# Task directions:
Please reproduce the lines below without any change, starting at the line that contains "of the cracked" and ending at the line that contains "x=762, y=659", with both of those lines included and nothing else.

# Exercise inputs:
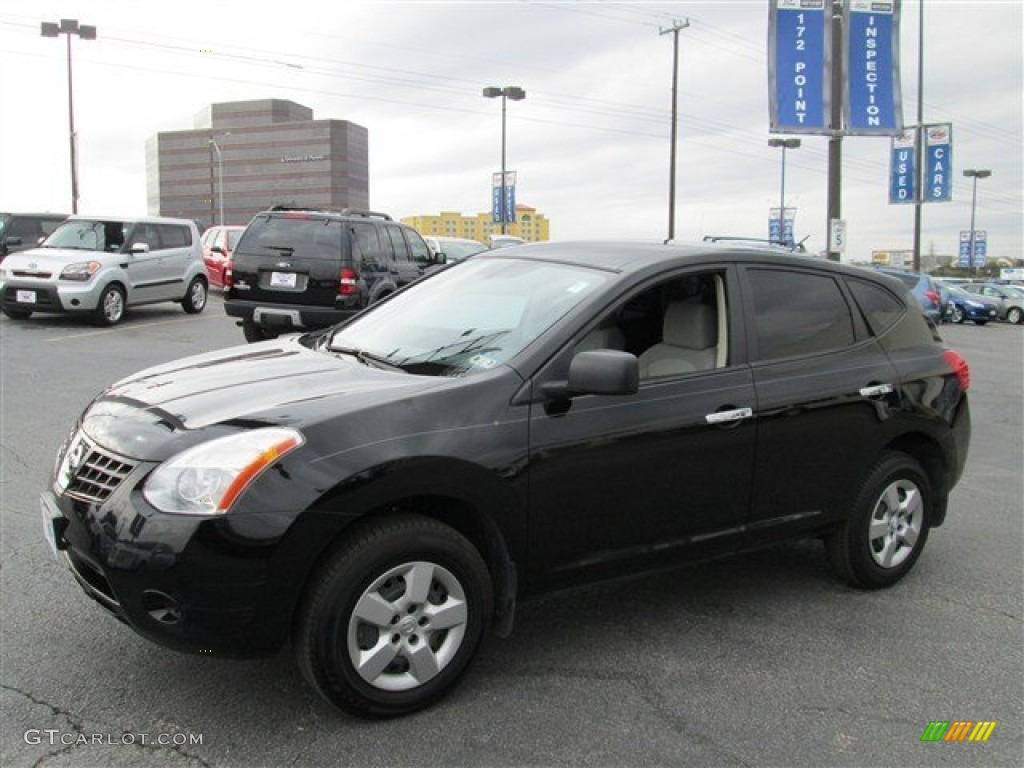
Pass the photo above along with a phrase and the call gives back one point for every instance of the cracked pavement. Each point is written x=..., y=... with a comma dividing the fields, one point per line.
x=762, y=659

---

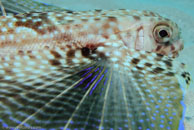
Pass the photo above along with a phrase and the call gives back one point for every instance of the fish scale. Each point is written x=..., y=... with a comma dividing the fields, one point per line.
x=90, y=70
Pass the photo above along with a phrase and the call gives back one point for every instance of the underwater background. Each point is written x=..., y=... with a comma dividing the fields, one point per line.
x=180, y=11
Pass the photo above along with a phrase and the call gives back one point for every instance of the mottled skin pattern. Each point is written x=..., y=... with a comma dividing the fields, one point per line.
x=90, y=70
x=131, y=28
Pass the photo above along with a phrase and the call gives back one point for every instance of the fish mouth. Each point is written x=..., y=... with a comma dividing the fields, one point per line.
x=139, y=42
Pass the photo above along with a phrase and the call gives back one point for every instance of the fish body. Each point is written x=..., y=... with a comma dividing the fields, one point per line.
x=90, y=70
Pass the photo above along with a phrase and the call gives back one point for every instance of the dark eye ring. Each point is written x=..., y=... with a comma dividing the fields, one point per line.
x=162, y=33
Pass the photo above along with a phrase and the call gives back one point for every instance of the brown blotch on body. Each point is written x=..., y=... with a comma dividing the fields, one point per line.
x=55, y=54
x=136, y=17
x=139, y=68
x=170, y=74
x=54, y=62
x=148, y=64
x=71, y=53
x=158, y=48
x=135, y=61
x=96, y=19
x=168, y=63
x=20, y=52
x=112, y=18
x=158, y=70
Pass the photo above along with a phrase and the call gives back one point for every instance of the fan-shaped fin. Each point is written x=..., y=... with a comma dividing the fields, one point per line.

--

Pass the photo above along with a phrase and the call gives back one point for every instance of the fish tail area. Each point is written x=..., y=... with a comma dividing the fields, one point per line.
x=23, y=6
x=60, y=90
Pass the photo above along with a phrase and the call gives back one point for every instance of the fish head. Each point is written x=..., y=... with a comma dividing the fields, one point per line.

# Finished exercise:
Pass the photo above along with a phrase and the call gives back one point for every instance of the cracked pavement. Each point is written x=..., y=... with a comma dividing the fields, one point per line.
x=762, y=659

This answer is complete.